--- Exercise ---
Exact copies of all the entries are needed.

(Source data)
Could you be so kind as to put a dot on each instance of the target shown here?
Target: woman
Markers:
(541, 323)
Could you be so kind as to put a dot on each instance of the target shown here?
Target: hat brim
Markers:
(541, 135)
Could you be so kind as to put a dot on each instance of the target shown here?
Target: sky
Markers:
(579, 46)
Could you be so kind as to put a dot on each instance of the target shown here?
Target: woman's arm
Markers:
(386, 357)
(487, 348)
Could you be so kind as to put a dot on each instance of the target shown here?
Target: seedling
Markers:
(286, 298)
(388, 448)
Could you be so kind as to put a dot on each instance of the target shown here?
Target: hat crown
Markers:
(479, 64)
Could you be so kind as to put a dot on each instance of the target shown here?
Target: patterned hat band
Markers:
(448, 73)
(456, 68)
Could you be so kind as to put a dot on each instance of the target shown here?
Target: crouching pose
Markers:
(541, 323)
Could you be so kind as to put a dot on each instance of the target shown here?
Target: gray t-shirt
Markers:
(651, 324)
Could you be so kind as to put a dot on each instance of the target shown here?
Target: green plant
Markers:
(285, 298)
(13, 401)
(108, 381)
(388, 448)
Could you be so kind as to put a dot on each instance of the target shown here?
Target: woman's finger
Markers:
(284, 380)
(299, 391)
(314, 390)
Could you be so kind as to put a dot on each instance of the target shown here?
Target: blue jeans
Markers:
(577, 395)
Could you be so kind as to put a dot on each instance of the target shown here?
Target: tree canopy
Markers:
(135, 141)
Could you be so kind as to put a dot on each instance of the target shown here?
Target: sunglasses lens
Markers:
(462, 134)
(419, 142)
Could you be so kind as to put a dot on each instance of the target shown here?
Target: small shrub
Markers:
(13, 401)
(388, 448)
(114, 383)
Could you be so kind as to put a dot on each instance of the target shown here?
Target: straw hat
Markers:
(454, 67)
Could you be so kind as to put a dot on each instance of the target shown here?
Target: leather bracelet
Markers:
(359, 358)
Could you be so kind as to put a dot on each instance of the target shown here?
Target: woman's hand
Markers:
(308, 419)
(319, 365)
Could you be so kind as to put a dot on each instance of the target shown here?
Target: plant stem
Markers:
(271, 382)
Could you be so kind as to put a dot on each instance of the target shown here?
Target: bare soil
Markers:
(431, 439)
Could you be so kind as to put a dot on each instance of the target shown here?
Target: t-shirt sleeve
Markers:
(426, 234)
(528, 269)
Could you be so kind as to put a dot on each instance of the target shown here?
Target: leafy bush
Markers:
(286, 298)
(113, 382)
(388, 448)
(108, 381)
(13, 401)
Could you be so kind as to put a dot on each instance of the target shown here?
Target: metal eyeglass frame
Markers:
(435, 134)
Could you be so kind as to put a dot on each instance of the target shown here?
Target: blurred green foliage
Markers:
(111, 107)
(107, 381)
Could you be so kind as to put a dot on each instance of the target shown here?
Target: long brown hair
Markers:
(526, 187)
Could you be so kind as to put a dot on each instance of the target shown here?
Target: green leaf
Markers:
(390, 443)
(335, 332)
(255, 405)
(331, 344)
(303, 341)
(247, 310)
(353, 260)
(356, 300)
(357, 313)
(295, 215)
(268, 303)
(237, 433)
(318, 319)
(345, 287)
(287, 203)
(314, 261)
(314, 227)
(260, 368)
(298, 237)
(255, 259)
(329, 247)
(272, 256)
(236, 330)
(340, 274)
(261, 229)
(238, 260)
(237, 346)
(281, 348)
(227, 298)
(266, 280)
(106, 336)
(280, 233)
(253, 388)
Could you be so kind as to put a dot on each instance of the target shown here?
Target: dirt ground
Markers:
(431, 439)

--- Response ---
Could you be so kind as to put a dot on each instance of the target shown here?
Target: woman
Markers:
(541, 323)
Could you be so kind as to put a dot on each instance of the target shown here?
Target: hat brim
Markers:
(541, 135)
Could you be so kind as to put a dot on each instance of the target shown here?
Target: sky
Markers:
(579, 46)
Could you be so kind as to put a dot on each instance of the target shown here?
Target: woman's arm
Markers:
(386, 357)
(487, 348)
Could you be so kind as to put a dot on each instance of the target shown here?
Target: seedling
Markers:
(286, 298)
(388, 448)
Could you be so kind as to put a dot on each instance of the target shown here?
Target: hat crown
Markers:
(479, 64)
Could you be so kind as to put a dot on each instance of the target shown here?
Target: patterned hat band
Markers:
(448, 73)
(456, 68)
Could you be so kind as to put a dot on each instance of the target shown here?
Target: crouching pose
Markers:
(541, 323)
Could you be so kind as to put a dot on each instance of the target shown here?
Target: gray t-shirt
Markers:
(651, 324)
Could you be so kind as to put a dot on each instance of the target shown here?
Target: green plant
Markers:
(285, 298)
(13, 401)
(108, 381)
(388, 448)
Could you be so kind as to put a dot on each instance of the target shown here?
Target: woman's finger
Markers:
(284, 380)
(299, 391)
(314, 390)
Could you be so kind as to put a dot on each instance of the target shown here?
Target: blue jeans
Markers:
(577, 395)
Could you be so kind as to put a dot on each instance of the target shown here?
Target: tree canopy
Markers:
(135, 141)
Could you be so kind as to put a dot on each instance of the target shown here?
Target: sunglasses lens
Markers:
(462, 134)
(419, 142)
Could you be so kind as to put a dot on each instance of the target shown here?
Target: small shrub
Markers:
(13, 401)
(388, 448)
(114, 383)
Could you be so kind as to put a dot on each instance of the target shown here?
Target: straw hat
Markers:
(454, 67)
Could you be so kind as to put a dot on each instance of the target shown here?
Target: leather bracelet
Markers:
(359, 358)
Could you be so kind as to put a dot on each instance of the target shown here?
Target: woman's hand
Markers:
(308, 419)
(319, 365)
Could you be so kind as to put a dot on each instance of the target shown here?
Target: plant stem
Markers:
(271, 382)
Could you be so kind as to put a dot on each instance of the target shown here?
Target: bare soil
Markers:
(431, 439)
Could you be so kind as to put a dot on each instance of the target shown here?
Target: t-shirt sleeve
Markers:
(426, 234)
(528, 269)
Could you be so kind as to put a dot on each instance of the target shown here?
Target: leafy bush
Markers:
(286, 298)
(113, 382)
(388, 448)
(108, 381)
(13, 401)
Could you be so kind as to put a dot on each instance of the target shown here?
Target: metal eyeglass frame
Markers:
(435, 134)
Could you be so kind as to put a dot on each instance of the target shown here?
Target: blurred green foliage
Markers:
(111, 107)
(107, 381)
Could you be so kind as to put a dot on each instance of the target shown here?
Target: long brown hair
Markers:
(526, 187)
Could you be so kind as to put a dot on each instance of the target shown here?
Target: green leaf
Markers:
(390, 443)
(335, 332)
(255, 405)
(331, 344)
(303, 341)
(247, 310)
(353, 260)
(356, 300)
(357, 313)
(295, 215)
(268, 303)
(237, 433)
(318, 319)
(345, 287)
(287, 203)
(314, 261)
(314, 227)
(260, 368)
(298, 237)
(255, 259)
(329, 247)
(272, 256)
(236, 330)
(340, 274)
(261, 229)
(238, 260)
(237, 346)
(281, 348)
(227, 298)
(266, 280)
(106, 336)
(280, 233)
(253, 388)
Could you be so kind as to put a dot on each instance of the target shown here?
Target: dirt ground
Markers:
(431, 439)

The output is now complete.